--- begin Dataset records ---

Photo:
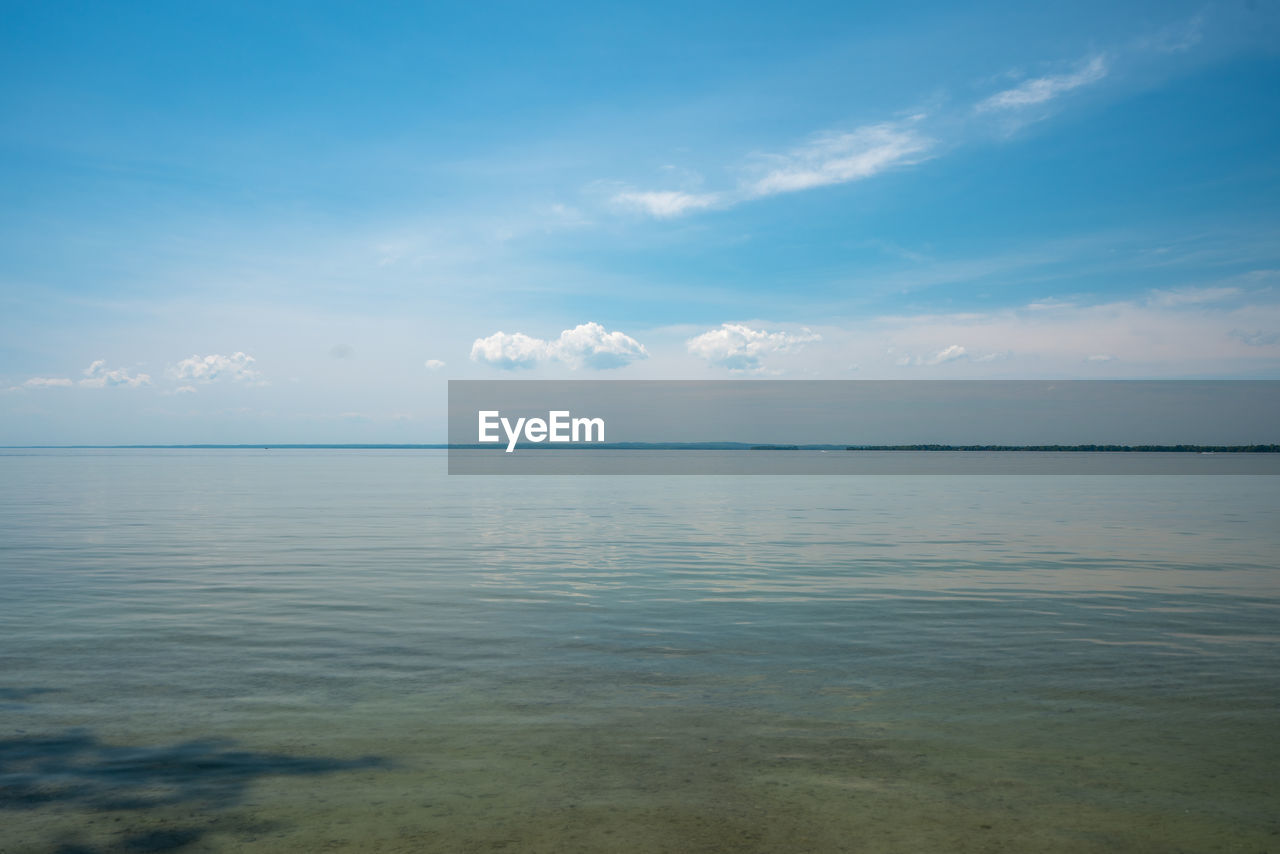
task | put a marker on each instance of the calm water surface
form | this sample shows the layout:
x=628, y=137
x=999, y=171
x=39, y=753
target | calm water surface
x=263, y=651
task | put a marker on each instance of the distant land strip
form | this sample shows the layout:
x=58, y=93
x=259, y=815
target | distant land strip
x=680, y=446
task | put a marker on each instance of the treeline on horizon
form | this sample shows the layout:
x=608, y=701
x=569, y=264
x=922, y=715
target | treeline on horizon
x=1129, y=448
x=689, y=446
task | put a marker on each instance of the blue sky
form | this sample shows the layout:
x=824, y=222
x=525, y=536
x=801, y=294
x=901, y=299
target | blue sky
x=295, y=222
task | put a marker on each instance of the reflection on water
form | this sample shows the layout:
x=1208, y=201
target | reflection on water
x=350, y=651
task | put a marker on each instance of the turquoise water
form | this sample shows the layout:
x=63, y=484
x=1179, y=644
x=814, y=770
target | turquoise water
x=259, y=651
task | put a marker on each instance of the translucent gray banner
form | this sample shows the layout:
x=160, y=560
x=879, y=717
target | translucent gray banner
x=864, y=427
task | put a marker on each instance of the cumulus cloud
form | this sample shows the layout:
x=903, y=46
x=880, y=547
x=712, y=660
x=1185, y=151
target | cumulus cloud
x=740, y=348
x=1041, y=90
x=97, y=375
x=588, y=345
x=208, y=369
x=664, y=204
x=841, y=158
x=510, y=352
x=947, y=354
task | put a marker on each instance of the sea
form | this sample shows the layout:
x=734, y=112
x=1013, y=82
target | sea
x=352, y=651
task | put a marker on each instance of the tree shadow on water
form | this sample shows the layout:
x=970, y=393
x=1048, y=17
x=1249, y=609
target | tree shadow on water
x=78, y=771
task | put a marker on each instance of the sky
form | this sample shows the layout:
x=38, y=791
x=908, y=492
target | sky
x=295, y=222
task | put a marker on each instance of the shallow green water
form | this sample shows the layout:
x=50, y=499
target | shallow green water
x=350, y=651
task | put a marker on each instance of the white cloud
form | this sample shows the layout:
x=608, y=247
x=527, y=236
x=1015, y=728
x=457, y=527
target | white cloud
x=1041, y=90
x=510, y=352
x=1191, y=296
x=664, y=204
x=96, y=375
x=588, y=345
x=1256, y=338
x=841, y=158
x=48, y=382
x=206, y=369
x=946, y=355
x=740, y=348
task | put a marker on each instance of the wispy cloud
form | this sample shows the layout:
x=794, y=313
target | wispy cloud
x=48, y=382
x=96, y=375
x=1041, y=90
x=844, y=156
x=741, y=348
x=1192, y=296
x=588, y=345
x=841, y=158
x=664, y=204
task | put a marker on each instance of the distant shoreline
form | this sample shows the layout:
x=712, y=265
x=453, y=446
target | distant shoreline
x=682, y=446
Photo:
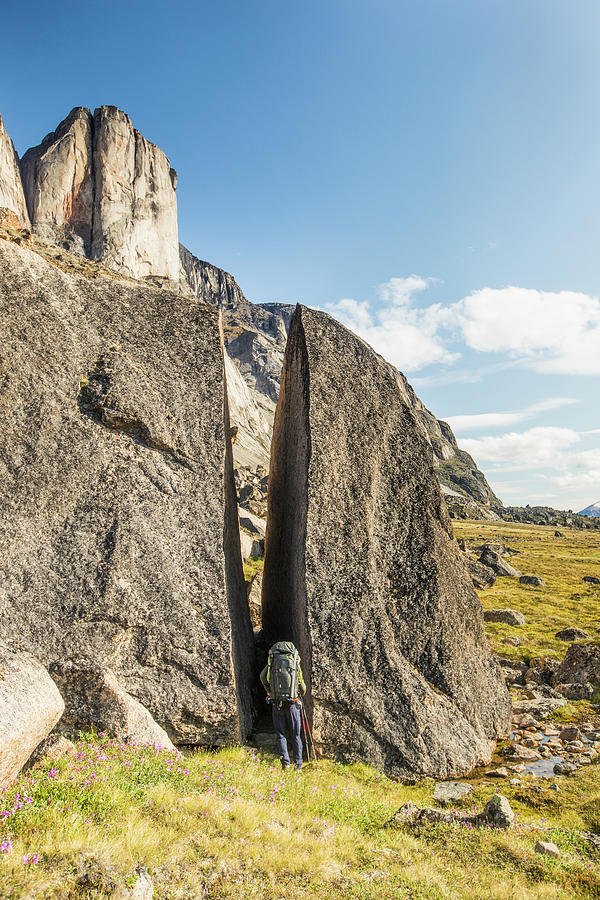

--- end Dataset records ---

Task statement
Could you give these lines again with "put a marker on" swapped for "place a point on" throughout, everything else unchanged and the pictures left out?

Expected output
Photo:
task | place a point on each instance of the calm water surface
form | this sample shows the layout:
x=628, y=137
x=999, y=171
x=39, y=753
target | calm water surface
x=263, y=651
task | place a point on each instance of the distant land strip
form | this sample shows the layout:
x=58, y=93
x=259, y=815
target | distant land strip
x=680, y=446
task | place a point on each instance of the treeline on horizon
form | this sample shows the layout:
x=608, y=701
x=569, y=264
x=922, y=715
target | treeline on horizon
x=1129, y=448
x=689, y=446
task | place a point on each instance of the blue sky
form | this sample shows the layout:
x=824, y=222
x=525, y=536
x=801, y=294
x=901, y=299
target | blue sky
x=295, y=222
task | place a point on each instance of the reflection on water
form | this sample shows the layout:
x=1208, y=201
target | reflection on water
x=350, y=651
task | place a point on each instance of the turquoise water
form | this sample shows the layout:
x=63, y=484
x=1179, y=644
x=814, y=770
target | turquoise water
x=259, y=651
task | place a point on each instance of the translucent gray banner
form | this sample shows the layout:
x=160, y=560
x=879, y=717
target | translucent gray banner
x=864, y=427
task | place a point on each instance of the cumulus cloud
form | this sample shows the layout:
x=903, y=46
x=880, y=547
x=712, y=660
x=1185, y=151
target | cumulus cloud
x=740, y=348
x=1041, y=90
x=97, y=375
x=588, y=345
x=208, y=369
x=664, y=204
x=841, y=158
x=510, y=352
x=947, y=354
task | place a point on each instance of the sea
form | this sample shows the layout:
x=734, y=112
x=1013, y=82
target | sea
x=352, y=651
task | place a point on each instance of the tree shadow on water
form | this sample shows the layout:
x=970, y=393
x=1048, y=17
x=1249, y=609
target | tree shadow on water
x=78, y=771
task | place a point on each instance of the sky
form | this sample shows the layout:
x=38, y=791
x=908, y=492
target | sky
x=295, y=222
task | place a point on each instance of the shallow green water
form | this sample shows the layout:
x=50, y=499
target | shallow green water
x=350, y=651
task | place a point on each instance of the white cloud
form | this sample shows the layout:
x=608, y=247
x=527, y=236
x=1015, y=728
x=457, y=527
target | white cloud
x=1041, y=90
x=510, y=352
x=1191, y=296
x=664, y=204
x=96, y=375
x=588, y=345
x=1256, y=338
x=841, y=158
x=48, y=382
x=206, y=369
x=946, y=355
x=740, y=348
task | place a point on each instance of the wispy cloud
form | this sample shows the layout:
x=794, y=313
target | wispy cloud
x=48, y=382
x=96, y=375
x=1041, y=90
x=844, y=156
x=741, y=348
x=1192, y=296
x=588, y=345
x=841, y=158
x=664, y=204
task | place a point on each instance of the distant shoreline
form | this sample shows the layout:
x=712, y=265
x=453, y=446
target | distant shoreline
x=682, y=446
Photo:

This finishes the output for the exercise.